A run of records:
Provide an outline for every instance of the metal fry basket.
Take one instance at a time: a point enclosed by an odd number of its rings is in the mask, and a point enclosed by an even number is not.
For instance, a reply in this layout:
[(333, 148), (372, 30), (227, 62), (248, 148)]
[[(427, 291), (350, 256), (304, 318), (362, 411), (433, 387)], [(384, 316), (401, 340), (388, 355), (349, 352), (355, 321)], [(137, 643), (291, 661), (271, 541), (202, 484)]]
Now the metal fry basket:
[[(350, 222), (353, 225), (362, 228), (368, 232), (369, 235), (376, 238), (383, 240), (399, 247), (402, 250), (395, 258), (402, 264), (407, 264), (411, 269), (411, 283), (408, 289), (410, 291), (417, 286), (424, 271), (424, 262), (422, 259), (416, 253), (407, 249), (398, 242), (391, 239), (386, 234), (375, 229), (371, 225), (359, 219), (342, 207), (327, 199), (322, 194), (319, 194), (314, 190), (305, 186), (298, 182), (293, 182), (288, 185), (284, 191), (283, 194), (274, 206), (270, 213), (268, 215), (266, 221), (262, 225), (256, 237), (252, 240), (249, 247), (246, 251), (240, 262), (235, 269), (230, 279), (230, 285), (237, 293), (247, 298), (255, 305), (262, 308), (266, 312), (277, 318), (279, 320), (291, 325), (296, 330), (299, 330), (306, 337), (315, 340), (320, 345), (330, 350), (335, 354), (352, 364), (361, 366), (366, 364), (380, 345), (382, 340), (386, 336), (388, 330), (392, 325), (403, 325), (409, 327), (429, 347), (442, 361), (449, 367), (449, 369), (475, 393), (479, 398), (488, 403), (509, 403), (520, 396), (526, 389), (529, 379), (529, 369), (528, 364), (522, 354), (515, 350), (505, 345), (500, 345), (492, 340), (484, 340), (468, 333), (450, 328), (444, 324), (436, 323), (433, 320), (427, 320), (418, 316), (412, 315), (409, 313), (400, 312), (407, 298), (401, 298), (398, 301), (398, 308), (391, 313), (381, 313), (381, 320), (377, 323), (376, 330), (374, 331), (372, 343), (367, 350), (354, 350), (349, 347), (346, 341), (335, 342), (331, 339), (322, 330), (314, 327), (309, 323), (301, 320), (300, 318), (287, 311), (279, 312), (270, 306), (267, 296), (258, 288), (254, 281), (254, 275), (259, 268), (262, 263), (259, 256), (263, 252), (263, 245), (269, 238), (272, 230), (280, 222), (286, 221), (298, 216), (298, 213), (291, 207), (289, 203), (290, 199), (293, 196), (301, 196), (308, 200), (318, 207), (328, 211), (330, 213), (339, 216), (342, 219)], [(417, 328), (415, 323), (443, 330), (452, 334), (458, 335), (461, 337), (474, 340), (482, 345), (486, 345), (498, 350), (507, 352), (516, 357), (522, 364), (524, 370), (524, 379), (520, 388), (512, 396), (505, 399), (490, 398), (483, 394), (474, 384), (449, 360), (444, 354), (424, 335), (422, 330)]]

--

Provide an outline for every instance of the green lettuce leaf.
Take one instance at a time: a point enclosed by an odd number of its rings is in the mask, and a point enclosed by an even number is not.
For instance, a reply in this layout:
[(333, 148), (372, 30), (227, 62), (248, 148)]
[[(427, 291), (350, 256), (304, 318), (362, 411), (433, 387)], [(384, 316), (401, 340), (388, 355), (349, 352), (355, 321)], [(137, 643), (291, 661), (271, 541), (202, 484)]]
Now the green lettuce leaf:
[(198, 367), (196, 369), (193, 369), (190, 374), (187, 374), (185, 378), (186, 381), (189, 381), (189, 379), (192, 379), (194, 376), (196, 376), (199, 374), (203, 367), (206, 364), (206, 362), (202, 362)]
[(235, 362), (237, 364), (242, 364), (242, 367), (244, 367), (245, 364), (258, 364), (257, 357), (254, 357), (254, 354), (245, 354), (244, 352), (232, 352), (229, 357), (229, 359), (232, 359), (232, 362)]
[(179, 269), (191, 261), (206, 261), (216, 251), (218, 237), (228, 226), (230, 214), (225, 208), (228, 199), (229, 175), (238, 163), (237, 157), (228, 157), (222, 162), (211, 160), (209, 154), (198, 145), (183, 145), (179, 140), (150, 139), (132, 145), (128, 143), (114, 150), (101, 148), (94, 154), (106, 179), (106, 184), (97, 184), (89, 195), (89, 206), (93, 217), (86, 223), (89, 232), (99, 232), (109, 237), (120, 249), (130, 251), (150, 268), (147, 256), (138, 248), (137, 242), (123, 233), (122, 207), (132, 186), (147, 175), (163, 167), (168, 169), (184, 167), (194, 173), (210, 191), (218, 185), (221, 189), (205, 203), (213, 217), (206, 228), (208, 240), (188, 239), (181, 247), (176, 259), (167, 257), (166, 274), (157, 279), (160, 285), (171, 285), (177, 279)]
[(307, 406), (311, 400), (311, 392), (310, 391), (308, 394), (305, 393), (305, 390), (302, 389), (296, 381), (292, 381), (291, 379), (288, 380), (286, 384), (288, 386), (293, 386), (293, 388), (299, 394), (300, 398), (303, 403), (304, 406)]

Given task:
Which lines of the listing above contain the word "metal"? Report each of them in full.

Response below:
Provide an outline for every instance of the metal fry basket.
Now the metal fry basket:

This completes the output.